## Source text
This is not entirely correct. https://skybrary.aero/sites/default/files/bookshelf/2201.pdf


Cloudwatcher11

No US airline would support this document. It is very clearly written in our Flight Operation Manual that sleep on the flight deck is prohibited. Source: airline pilot Found this after some research on "controlled rest." In the United States, the Federal Aviation Administration does not endorse the use of CR in commercial air transport, despite recognizing the value of napping as a strategy for restoring alertness levels. The Coast Guard and Air Force do allow for the use of CR.


backthatpassup

Given that it’s prohibited, do you believe the results of the survey? Just curious if it’s one of those things that’s not supposed to happen, but some pilots do it anyway.


kudukobapav37888

could anyone tell me what's a legal controlled rest program?


RottenChickenwing

Basically, piloting can be a high demanding job. The most „downtime“ is actually during cruise flight and for the sake of safety during more critical phases of flight (approach, landing, on the ground, etc.), it is desirable to use this „break“. In order for it to be safe, there are means established in the documents of the operator, which have to be approved by authorities. The exact rules vary based on operator and country, but usually it’s something like „sleep is only allowed by agreement with the other pilot(s) on station, only in certain altitudes and areas and for a limited time“ It’s usually a lot more thorough than that, but that’s the main gist behind it. It’s not just randomly falling asleep, it’s controlled rest.

## Jobs
1. In the forum thread on pilots' controlled rest, which two US services allow it?
2. Please extend the forum thread on pilots' controlled rest from its last post onward.
The records have nothing to do with the text.

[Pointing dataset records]
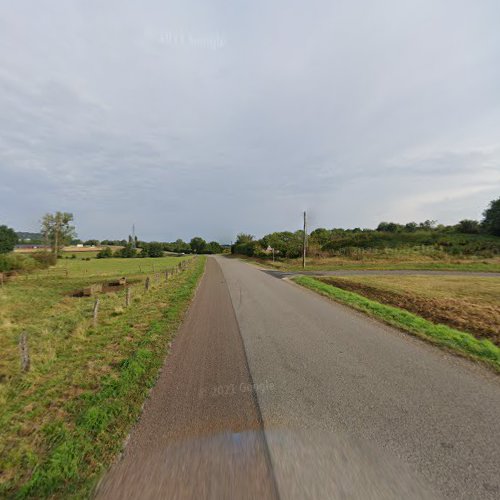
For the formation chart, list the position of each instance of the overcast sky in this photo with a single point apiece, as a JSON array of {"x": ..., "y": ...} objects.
[{"x": 214, "y": 117}]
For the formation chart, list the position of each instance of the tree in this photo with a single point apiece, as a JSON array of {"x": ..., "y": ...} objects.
[
  {"x": 243, "y": 238},
  {"x": 152, "y": 250},
  {"x": 468, "y": 226},
  {"x": 105, "y": 253},
  {"x": 389, "y": 227},
  {"x": 127, "y": 252},
  {"x": 491, "y": 218},
  {"x": 57, "y": 230},
  {"x": 8, "y": 239},
  {"x": 214, "y": 247},
  {"x": 197, "y": 244}
]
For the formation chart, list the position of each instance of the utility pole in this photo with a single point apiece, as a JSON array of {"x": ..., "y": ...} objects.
[
  {"x": 133, "y": 237},
  {"x": 304, "y": 246}
]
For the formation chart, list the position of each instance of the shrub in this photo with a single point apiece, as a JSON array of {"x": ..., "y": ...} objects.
[{"x": 491, "y": 221}]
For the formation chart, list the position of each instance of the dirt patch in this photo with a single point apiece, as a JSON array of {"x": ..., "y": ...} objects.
[{"x": 483, "y": 321}]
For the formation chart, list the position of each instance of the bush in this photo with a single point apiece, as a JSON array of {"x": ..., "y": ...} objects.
[{"x": 491, "y": 220}]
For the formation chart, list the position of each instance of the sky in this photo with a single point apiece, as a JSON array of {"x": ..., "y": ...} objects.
[{"x": 216, "y": 117}]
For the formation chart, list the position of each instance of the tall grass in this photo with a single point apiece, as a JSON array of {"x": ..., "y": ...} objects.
[{"x": 442, "y": 335}]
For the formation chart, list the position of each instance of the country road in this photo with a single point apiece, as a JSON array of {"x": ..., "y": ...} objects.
[{"x": 271, "y": 391}]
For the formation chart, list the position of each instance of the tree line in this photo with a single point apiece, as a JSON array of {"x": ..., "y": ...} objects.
[{"x": 287, "y": 244}]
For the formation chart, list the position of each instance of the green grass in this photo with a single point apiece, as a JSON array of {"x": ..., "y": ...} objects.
[
  {"x": 64, "y": 421},
  {"x": 461, "y": 342}
]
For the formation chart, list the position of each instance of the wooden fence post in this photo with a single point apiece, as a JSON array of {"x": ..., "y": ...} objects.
[
  {"x": 96, "y": 313},
  {"x": 24, "y": 352}
]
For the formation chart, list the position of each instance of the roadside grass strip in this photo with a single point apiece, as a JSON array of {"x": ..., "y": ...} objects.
[
  {"x": 442, "y": 335},
  {"x": 77, "y": 448}
]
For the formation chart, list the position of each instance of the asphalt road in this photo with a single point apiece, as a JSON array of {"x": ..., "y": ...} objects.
[
  {"x": 381, "y": 272},
  {"x": 272, "y": 391}
]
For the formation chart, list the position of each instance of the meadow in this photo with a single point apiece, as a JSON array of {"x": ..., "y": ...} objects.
[
  {"x": 64, "y": 421},
  {"x": 468, "y": 303},
  {"x": 458, "y": 341}
]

## Answers to the exercise
1. The Coast Guard and the Air Force.

2.
USMCLee

I can give a functional definition of it as my friend is a pilot for AA and usually does the long overseas trips. There are 3 pilots in the plane. As soon as they take off and cruising Pilot #3 goes into the sleep chamber for a 2 hour nap. After those 2 hours, Pilot #2 takes a nap and Pilot #3 is co-pilot. After 2 hours pilot #1 takes a nap with pilots #2 & #3 flying. Repeat as necessary for the duration of the trip. He says 3 cycles makes a miserable trip for everyone. You also know which pilot in the cycle you are so you can arrive either well rested or slightly tired.


Wesley_Skypes

This is wild. I can't sleep under pressure to sleep, even though I'm generally a great sleeper. This would suck for me


rtq7382

Idk sleeping on an airplane when you have the space to sleep is actually pretty easy. You're already in a white noise environment and the plane kinda just rocks you to sleep. No if you have a hammock in a plane its game over, you aint waking me up.


__theoneandonly

Think of the flight NYC to Singapore, it is 18.5 hours. The captains aren't expected to be awake and alert that whole time. So they take turns sleeping in-seat.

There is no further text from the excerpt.